Records excerpted from a collection:
----------------------------------------
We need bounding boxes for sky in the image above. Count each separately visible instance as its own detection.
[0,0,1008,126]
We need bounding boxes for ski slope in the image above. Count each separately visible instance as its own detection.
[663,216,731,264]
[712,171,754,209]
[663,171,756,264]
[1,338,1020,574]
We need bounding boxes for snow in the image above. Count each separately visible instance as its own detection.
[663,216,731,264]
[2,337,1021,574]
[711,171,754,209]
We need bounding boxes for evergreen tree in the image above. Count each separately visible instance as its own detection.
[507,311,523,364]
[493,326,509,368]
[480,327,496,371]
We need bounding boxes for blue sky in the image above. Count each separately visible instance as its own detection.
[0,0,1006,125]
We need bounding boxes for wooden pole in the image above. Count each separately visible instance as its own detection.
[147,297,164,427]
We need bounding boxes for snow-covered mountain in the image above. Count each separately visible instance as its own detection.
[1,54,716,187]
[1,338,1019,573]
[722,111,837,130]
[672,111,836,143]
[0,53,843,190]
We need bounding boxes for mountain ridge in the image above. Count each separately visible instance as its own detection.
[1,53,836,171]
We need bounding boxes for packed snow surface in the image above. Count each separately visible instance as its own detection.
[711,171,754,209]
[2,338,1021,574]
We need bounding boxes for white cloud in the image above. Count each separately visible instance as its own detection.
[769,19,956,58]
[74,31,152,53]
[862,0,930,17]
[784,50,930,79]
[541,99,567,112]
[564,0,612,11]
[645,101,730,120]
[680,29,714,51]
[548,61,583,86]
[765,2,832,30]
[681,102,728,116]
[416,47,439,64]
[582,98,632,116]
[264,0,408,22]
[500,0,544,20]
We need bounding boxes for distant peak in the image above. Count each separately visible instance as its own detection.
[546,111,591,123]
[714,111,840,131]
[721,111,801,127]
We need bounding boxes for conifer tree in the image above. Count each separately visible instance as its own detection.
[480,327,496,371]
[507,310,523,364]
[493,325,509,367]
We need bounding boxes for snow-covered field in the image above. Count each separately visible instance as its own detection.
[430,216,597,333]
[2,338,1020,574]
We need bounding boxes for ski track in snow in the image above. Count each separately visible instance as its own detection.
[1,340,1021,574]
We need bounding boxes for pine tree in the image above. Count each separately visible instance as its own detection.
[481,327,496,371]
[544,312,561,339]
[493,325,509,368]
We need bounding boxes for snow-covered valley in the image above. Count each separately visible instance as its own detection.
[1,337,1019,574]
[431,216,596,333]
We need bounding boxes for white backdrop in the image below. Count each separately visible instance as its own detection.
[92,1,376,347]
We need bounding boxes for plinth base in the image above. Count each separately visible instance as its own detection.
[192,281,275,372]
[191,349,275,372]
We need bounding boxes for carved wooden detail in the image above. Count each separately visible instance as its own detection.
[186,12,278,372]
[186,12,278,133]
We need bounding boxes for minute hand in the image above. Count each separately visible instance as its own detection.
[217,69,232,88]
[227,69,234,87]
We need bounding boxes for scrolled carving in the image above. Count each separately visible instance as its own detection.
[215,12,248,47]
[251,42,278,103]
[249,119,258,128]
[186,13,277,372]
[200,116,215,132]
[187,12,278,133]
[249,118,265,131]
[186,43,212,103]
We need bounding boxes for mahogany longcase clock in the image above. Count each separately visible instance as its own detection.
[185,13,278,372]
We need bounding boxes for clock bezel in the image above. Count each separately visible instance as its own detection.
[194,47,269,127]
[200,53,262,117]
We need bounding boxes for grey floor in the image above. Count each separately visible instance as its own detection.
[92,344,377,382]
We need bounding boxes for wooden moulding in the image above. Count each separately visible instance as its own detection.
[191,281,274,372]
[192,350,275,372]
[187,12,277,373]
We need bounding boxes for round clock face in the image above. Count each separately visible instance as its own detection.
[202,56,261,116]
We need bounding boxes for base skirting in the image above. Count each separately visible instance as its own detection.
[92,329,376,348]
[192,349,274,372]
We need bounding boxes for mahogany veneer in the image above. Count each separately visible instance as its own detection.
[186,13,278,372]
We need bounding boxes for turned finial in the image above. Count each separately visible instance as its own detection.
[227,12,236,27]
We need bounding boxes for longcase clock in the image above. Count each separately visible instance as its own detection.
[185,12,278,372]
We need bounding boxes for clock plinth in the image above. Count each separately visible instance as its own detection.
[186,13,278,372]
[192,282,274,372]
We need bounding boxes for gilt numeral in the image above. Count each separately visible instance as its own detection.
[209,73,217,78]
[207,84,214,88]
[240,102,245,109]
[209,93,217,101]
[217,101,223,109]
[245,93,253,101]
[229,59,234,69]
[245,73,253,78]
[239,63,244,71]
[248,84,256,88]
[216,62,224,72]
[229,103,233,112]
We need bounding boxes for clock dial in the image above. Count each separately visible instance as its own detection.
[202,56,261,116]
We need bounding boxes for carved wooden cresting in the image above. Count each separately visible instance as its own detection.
----------------------------------------
(Requirement):
Write each record out again exactly.

(Solution to this task):
We need bounding boxes for sky in the image above. Count each separately visible instance as its own detection.
[0,0,1008,126]
We need bounding boxes for ski slope in the image above. Count each separately visible instance as its own detection.
[663,216,731,264]
[712,171,754,209]
[663,171,756,264]
[1,338,1020,574]
We need bounding boxes for snow in the image above. Count each separately visible instance as its own detection.
[663,216,731,264]
[2,337,1021,574]
[711,171,754,209]
We need bounding boxes for evergreen tree in the image above. Count each separately visible instance as its own detection.
[507,311,523,364]
[493,326,509,368]
[480,327,496,371]
We need bounding boxes for blue sky in the image above. Count each separately visible instance as its own detection.
[0,0,1006,125]
We need bounding boxes for wooden pole in the image above. Count each separately visible instance as its own detection.
[147,297,164,427]
We need bounding boxes for snow-covered mountain in the image above. Count each separately visible instance as its own detection.
[1,54,716,187]
[1,338,1019,573]
[722,111,837,130]
[672,111,836,143]
[0,53,843,190]
We need bounding boxes for mountain ridge in the image above. Count each separately visible instance as its own detection.
[1,53,836,171]
We need bounding boxes for packed snow surface in the image above. Count each separately visible instance as its own detection.
[711,171,754,209]
[2,338,1021,574]
We need bounding boxes for white cloud in the image above. Count each separately visible instance as its own detection.
[769,19,956,58]
[74,31,152,53]
[862,0,930,17]
[784,50,930,79]
[541,99,567,112]
[564,0,612,11]
[645,101,730,120]
[680,29,714,51]
[548,61,583,86]
[765,2,832,30]
[681,102,728,116]
[416,47,439,64]
[582,98,632,116]
[264,0,408,22]
[500,0,544,20]
We need bounding boxes for distant peak in the image above. Count each separately visible instance as its own detection.
[546,111,591,123]
[714,111,840,131]
[721,111,801,127]
We need bounding boxes for conifer tree in the image above. Count each separately visible instance as its own detection.
[480,327,496,371]
[507,310,523,364]
[493,325,509,367]
We need bounding boxes for snow-covered field in the image above. Count each separately visible instance as its own detection.
[430,216,597,333]
[2,338,1020,574]
We need bounding boxes for ski track in snow in the image above. Count each separately visible instance as its own detection.
[1,340,1021,574]
We need bounding boxes for pine tree in the image above. Count each separately visible instance as its own detection.
[481,327,496,371]
[544,312,561,339]
[493,325,509,368]
We need bounding boxes for snow-covered valley in the image above. Count each separately visible instance as its own detection.
[1,337,1019,574]
[431,216,596,333]
We need bounding boxes for white backdrop in the image below. Count each separately visible instance as its own detection.
[92,1,376,347]
We need bounding boxes for plinth base in the image above. Count each separately visible instance as its own detection.
[192,281,275,372]
[191,349,275,372]
We need bounding boxes for carved wooden detail in the image above. Count each separately visible instance as its own detection.
[186,12,278,372]
[186,12,278,133]
We need bounding boxes for minute hand in the image above. Count each separately visible instance as its own detection.
[217,69,232,88]
[227,69,234,87]
We need bounding boxes for scrolled carving in the image above. Count each separately visible instance as its own detection.
[215,12,248,47]
[251,42,278,103]
[249,119,258,128]
[186,13,277,372]
[200,116,215,132]
[187,12,278,133]
[249,118,265,131]
[186,43,212,103]
We need bounding boxes for mahogany longcase clock in the image above. Count each separately visible instance as its own detection.
[185,13,278,372]
We need bounding boxes for clock bezel in the image above. Count each separately visible instance as its own detection.
[194,47,269,127]
[200,53,262,117]
We need bounding boxes for grey floor in the image above. Count each separately visible instance as its own detection.
[92,344,377,382]
We need bounding boxes for wooden moulding in the image above. Count each separately visible instance as its own detection.
[191,281,274,372]
[192,350,275,372]
[187,12,277,373]
We need bounding boxes for round clock face in the image above. Count each separately visible instance as its own detection.
[202,56,261,116]
We need bounding boxes for base skirting in the image above. Count each separately visible instance as its own detection.
[92,329,376,348]
[192,349,274,372]
We need bounding boxes for mahogany veneer in the image above. Count each separately visible instance as its own detection.
[186,13,278,372]
We need bounding boxes for turned finial in the image above. Count each separately visible instance as its own detection.
[227,12,236,27]
We need bounding boxes for longcase clock in the image above. Count each separately visible instance as its own detection.
[185,12,278,372]
We need bounding boxes for clock plinth in the image above. Count each separately visible instance as its own detection.
[186,13,278,372]
[192,282,274,372]
We need bounding boxes for gilt numeral in the image above. Count each separately visible instance as its own detection.
[209,73,217,78]
[207,84,214,88]
[240,102,245,109]
[209,93,217,101]
[217,101,223,109]
[245,93,253,101]
[229,59,234,69]
[245,73,253,78]
[239,63,244,71]
[248,84,256,88]
[216,62,224,72]
[229,103,233,112]
We need bounding boxes for clock dial in the image above. Count each separately visible instance as its own detection.
[202,56,261,116]
We need bounding boxes for carved wooden cresting in the image above. Count each separately visible instance as its own detection.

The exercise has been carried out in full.